══ SOURCE TEXT ══

# New Forum for Publishers



## Scott Bushey (Jun 3, 2006)

http://www.puritanboard.com/forum/viewthread.php?tid=18961

Chris Coldwell is moderator. The forum is password protected and for people of the publishing profession only. Chris will screen future members and validate their trade worthyness.

Welcome aboard Chris



[Edited on 6-3-2006 by Scott Bushey]


----------



## NaphtaliPress (Jun 3, 2006)

Thank you Scott.


----------



## Puritanhead (Jun 3, 2006)

Sounds like an _optimistic move_ if you don't mind my saying so.


----------



## NaphtaliPress (Jun 3, 2006)

I don't mind; I don't even know what you mean.


----------



## Scott Bushey (Jun 3, 2006)

Chris,
Ryan is the board (ahem) _optimist_. 

[Edited on 6-3-2006 by Scott Bushey]


----------



## NaphtaliPress (Jun 3, 2006)




----------



## NaphtaliPress (Jun 3, 2006)

Since it is not spelled out in the forum description due to length, I will list the following info from the intro post to the forum. If you are a publisher and would like to join this new forum, please email me (do not U2U me). Since we are just starting out the below is subject to fine tuning.

All membership is subject to moderator approval. Membership application is open to established Presbyterian/Reformed publishers in good standing in the Reformed community. Members may be representatives of denominational publishing outfits or independent publishers, but to join this forum, the representative must meet the general membership rules for the Puritan Board. As proprietary information may be shared in this forum, a promise to hold such information in confidence will be required. New publishers or those connected to significant publishing projects though not publishers themselves or officially publishers yet, may be allowed to join at the discretion of the moderator.

═══
══ AVAILABLE DATA ══

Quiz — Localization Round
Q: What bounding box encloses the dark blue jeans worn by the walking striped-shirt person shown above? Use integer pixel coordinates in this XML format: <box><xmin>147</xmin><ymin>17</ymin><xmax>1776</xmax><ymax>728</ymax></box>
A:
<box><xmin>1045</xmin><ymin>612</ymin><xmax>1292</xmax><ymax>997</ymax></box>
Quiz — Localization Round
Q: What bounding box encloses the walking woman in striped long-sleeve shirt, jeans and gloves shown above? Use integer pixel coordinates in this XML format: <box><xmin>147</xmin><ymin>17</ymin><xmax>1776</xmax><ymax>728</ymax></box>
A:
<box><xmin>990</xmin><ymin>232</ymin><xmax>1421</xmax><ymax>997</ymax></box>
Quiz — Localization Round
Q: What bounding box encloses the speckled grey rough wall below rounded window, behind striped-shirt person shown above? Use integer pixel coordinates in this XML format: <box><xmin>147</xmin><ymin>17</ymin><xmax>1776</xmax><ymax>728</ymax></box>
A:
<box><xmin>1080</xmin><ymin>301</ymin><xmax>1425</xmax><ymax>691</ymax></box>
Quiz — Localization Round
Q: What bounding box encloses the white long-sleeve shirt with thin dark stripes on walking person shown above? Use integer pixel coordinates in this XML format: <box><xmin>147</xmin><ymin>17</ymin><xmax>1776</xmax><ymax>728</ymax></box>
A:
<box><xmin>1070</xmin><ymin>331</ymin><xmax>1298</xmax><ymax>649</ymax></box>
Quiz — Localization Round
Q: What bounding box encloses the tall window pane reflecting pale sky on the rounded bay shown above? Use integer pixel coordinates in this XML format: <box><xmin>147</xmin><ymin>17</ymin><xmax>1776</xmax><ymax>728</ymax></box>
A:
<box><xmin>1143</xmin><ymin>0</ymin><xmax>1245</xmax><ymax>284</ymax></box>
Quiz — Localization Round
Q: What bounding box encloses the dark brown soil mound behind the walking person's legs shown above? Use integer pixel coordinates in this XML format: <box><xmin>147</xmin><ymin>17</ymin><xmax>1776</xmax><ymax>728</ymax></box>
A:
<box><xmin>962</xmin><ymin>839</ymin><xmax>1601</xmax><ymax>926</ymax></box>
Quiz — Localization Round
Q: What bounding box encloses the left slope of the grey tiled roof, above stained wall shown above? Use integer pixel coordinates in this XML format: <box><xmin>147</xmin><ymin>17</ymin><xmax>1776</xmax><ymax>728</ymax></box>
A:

═══

TASK SET —
(a) Answer these questions from the forum thread:
(i) Who is the moderator of the new forum?
(ii) By what means should a publisher who wants to join make contact?
(iii) What promise will members be required to make?
(b) Reproduce the forum thread word for word, starting at "# New Forum" and ending at "their trade worthyness.".
(c) List the name of everyone who posts in the forum thread.
Answer from the forum thread alone.

ANSWERS FOR THE TASKS —
(a)
(i) Chris Coldwell
(ii) By email, not by U2U
(iii) A promise to hold proprietary information shared in the forum in confidence

(b)
# New Forum for Publishers



## Scott Bushey (Jun 3, 2006)

http://www.puritanboard.com/forum/viewthread.php?tid=18961

Chris Coldwell is moderator. The forum is password protected and for people of the publishing profession only. Chris will screen future members and validate their trade worthyness.

(c)
Scott Bushey
NaphtaliPress
Puritanhead